## [Text excerpt]
○ ○ ○ ○ ○ ○ ○

Monday, February 20, 2017

This City, At This Time




We are down south, but not really in the South.
We are in the big city that is almost another country, but isn’t.
Many, perhaps most, people here speak another language, many languages.

I am high up in a high building.  I can sit and watch the planes come out of the clouds and coast to the airport.
I can watch the boats glide down the bay and wait for the drawbridge to open.
I see the sunset turn the windows blazing red on the tall towers across the bay.

Rows of forty and fifty story steel and glass towers line the water for miles.
All with balconies that almost no one is on, except for me, and a couple of people who sneak out to smoke.
Along the bay these towers are two, three, or four rows deep.
They are building more all over the city; higher ones to peek over the older ones. The noise of construction, the banging, the beeping, the grinding goes on from eight to five, everyday except Sunday.

○ ○ ○ ○ ○ ○ ○

## [Record extracts]
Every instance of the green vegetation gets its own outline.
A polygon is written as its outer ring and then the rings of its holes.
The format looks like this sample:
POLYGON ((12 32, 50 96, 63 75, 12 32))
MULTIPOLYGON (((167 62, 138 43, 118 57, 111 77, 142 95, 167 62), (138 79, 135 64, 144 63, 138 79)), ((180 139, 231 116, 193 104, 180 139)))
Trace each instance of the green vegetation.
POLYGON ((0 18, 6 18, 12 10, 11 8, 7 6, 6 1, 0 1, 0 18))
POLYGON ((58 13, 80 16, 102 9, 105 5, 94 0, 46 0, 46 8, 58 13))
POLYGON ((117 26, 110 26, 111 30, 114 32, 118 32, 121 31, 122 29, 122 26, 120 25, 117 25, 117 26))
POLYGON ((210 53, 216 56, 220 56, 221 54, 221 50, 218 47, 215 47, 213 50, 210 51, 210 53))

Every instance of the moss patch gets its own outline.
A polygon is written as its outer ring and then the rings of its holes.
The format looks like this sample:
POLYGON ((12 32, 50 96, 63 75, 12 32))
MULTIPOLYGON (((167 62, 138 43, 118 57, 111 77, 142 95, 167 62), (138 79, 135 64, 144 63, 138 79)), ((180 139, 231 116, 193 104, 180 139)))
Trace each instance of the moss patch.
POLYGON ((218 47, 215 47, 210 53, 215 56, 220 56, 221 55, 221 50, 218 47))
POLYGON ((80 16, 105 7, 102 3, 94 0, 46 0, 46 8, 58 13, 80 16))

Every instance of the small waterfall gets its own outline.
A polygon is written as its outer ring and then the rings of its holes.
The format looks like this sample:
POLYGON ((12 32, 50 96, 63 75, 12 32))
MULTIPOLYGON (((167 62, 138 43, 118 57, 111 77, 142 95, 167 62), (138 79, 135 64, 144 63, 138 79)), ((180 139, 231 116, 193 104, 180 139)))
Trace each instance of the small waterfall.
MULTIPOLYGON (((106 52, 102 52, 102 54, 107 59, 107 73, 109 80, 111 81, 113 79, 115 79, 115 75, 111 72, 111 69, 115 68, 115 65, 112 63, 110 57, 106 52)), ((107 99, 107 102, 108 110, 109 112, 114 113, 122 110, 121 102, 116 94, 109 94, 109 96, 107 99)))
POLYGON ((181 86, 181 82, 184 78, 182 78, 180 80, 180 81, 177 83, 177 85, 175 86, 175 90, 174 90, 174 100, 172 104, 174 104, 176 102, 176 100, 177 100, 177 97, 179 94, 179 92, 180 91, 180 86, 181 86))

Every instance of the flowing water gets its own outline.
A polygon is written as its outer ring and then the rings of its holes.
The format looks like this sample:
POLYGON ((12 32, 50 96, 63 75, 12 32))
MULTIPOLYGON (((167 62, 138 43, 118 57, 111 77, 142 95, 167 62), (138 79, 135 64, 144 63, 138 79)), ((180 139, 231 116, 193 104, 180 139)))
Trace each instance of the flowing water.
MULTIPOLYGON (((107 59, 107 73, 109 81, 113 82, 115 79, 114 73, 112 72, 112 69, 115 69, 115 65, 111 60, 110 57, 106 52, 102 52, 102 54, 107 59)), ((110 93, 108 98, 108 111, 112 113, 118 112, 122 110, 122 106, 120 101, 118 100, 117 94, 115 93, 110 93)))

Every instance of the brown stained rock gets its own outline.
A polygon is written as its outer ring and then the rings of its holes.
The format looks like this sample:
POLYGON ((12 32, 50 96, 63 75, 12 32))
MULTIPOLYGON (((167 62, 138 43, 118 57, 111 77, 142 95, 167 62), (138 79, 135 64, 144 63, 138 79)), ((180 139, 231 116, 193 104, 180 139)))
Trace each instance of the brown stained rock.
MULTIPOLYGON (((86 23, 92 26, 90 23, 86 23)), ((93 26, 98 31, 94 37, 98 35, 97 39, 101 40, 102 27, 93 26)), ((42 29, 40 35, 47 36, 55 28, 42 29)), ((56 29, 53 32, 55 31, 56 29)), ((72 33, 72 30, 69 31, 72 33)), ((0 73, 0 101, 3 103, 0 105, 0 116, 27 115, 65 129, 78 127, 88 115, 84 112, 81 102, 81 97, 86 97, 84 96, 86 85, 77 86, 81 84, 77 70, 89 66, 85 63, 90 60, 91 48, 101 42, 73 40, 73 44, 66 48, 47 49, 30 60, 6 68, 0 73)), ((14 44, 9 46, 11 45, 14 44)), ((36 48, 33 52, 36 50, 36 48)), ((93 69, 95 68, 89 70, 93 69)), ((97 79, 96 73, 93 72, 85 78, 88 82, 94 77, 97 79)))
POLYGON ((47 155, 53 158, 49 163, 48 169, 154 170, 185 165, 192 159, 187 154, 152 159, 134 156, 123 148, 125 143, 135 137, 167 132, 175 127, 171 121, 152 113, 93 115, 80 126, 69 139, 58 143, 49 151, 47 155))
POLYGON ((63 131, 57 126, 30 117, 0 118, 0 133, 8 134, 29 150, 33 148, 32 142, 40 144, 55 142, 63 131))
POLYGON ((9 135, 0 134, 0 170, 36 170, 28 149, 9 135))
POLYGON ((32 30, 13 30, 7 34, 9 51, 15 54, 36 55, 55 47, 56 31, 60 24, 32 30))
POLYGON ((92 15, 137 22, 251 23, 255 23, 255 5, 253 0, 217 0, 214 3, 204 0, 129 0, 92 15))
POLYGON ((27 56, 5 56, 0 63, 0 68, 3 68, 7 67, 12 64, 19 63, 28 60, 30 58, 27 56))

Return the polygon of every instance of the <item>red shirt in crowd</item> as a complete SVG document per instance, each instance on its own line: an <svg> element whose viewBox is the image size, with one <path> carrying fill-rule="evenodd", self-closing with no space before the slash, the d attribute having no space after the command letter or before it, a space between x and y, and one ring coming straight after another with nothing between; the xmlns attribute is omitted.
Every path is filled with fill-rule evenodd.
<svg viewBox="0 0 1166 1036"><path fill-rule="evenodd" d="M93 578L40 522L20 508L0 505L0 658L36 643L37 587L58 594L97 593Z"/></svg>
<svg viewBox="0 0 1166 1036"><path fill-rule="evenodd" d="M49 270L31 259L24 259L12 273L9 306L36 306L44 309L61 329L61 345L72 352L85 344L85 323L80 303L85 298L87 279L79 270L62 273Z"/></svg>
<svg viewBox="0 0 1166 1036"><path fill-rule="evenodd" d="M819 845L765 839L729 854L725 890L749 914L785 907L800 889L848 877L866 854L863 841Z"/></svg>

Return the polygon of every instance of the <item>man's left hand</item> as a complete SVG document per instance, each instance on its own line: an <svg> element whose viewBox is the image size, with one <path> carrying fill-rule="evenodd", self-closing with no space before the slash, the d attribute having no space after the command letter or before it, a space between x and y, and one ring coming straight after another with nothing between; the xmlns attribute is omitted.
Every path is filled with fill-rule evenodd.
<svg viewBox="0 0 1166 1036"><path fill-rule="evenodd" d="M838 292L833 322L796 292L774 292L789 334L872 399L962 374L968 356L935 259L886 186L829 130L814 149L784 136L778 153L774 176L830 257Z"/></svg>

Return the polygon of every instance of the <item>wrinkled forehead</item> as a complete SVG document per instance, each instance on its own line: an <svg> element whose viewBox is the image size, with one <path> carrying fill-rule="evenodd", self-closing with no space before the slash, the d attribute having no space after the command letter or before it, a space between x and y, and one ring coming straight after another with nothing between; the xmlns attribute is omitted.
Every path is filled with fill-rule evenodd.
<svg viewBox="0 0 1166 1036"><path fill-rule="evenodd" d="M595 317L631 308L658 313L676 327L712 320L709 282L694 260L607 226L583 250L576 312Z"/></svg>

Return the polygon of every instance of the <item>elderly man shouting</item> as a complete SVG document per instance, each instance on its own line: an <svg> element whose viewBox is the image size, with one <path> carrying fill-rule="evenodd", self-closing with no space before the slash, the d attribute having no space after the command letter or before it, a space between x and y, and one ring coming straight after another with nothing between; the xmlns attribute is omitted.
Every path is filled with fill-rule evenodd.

○ ○ ○ ○ ○ ○ ○

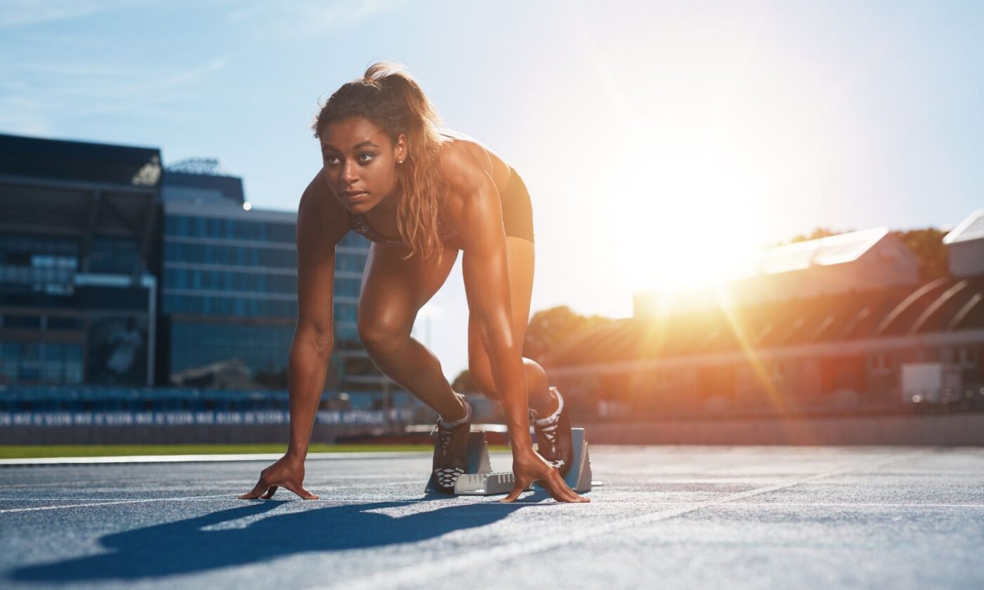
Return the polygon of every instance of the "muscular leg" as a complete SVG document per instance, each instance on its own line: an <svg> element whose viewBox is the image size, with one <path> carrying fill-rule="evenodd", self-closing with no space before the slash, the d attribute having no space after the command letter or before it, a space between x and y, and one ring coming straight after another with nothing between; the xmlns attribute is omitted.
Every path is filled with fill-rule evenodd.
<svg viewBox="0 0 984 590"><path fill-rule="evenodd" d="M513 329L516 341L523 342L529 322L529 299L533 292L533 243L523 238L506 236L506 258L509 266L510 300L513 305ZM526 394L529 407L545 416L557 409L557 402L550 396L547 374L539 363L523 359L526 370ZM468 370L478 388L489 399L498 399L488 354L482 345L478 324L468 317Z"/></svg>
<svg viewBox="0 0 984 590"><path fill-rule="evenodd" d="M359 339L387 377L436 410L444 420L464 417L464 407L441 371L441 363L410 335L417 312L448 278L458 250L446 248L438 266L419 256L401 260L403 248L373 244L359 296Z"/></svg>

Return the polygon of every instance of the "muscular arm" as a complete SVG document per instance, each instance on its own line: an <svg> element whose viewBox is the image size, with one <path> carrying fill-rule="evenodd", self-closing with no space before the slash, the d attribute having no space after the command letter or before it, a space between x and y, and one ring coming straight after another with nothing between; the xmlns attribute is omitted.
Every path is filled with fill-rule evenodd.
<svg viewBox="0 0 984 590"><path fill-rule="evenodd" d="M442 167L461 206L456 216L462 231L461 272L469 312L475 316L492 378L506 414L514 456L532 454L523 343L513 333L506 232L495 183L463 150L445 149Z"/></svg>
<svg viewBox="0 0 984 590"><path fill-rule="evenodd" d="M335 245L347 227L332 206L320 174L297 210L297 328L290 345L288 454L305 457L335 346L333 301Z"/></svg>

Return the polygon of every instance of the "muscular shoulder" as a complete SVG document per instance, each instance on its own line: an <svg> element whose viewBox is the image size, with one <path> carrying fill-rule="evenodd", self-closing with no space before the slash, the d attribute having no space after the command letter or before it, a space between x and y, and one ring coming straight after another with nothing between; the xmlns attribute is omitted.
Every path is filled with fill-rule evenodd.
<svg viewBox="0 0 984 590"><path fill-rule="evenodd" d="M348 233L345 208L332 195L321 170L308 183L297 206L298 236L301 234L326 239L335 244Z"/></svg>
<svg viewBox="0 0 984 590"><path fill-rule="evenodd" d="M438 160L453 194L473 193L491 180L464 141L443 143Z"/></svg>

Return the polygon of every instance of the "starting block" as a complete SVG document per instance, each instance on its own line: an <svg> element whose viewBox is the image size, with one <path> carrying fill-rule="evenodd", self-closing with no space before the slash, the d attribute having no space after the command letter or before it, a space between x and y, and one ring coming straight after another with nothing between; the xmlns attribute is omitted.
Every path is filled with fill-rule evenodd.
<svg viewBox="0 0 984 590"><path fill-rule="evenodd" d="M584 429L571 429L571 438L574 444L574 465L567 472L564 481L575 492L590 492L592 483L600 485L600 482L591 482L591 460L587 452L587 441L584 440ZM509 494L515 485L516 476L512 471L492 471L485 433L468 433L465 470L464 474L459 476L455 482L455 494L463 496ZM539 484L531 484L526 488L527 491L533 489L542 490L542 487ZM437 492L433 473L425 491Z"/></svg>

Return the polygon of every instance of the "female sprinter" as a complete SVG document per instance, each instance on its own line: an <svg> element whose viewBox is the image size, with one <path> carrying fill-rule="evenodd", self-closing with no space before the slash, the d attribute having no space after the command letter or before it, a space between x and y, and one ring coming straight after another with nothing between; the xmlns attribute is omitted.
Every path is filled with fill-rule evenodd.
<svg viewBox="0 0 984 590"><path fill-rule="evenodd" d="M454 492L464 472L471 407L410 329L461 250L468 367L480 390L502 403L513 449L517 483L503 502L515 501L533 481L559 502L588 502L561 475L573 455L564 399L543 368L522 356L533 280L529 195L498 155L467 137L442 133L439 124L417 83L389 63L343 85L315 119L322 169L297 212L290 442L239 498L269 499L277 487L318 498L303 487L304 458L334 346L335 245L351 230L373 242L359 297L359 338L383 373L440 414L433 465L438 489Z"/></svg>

○ ○ ○ ○ ○ ○ ○

## [Requirement 1]
Write out the stretch of the post on the city by the bay from "I can watch" through "everyday except Sunday.".
## [Requirement 2]
Extend the post on the city by the bay, beginning right after its final sentence.
The records are separate material with no link to the post on the city by the bay.

## [Your response 1]
I can watch the boats glide down the bay and wait for the drawbridge to open.
I see the sunset turn the windows blazing red on the tall towers across the bay.

Rows of forty and fifty story steel and glass towers line the water for miles.
All with balconies that almost no one is on, except for me, and a couple of people who sneak out to smoke.
Along the bay these towers are two, three, or four rows deep.
They are building more all over the city; higher ones to peek over the older ones. The noise of construction, the banging, the beeping, the grinding goes on from eight to five, everyday except Sunday.

## [Your response 2]
The money for these buildings comes from all over the world.
The money finds a safe home here. It is safer, at least for now, than it is in Venezuela, Brazil, Peru, Colombia, Mexico, Egypt, Turkey, Russia or China, or any country with oil.

Four blocks away from the bay the houses are one, two or three stories tall.
There are neighborhoods, some are going through transitions as the poor immigrants are being pushed away. Younger, more hopeful, but not yet prosperous people are moving in. 
These neighborhoods are vibrant, with night life going on late.
Cafes overflowing on the streets full of men, drinking and talking, making deals.
Designing businesses, designing designs, writing, playing music.
Flirting with women.

Women too, are now talking, drinking wine, designing, making deals, building businesses
Smiling as the men flirt with them.
The men and women who have come from the other cultures, live in these neighborhoods.  They dress beautifully, they present themselves to the world with a sense of presence and style.
This is a city.  The people have to have a style, a sense of themselves to be a part of it.
But this is not Brooklyn or Boston.  It is warm here.No big coats, sweaters, or flannel shirts,
Bodies are clearly on display, and they look good. Often very good. Certainly to an old man.

Walk around the corner and you have to step over a man sleeping on the sidewalk with his head resting on his backpack.  You won’t step on him because you can smell him a few feet before you see him.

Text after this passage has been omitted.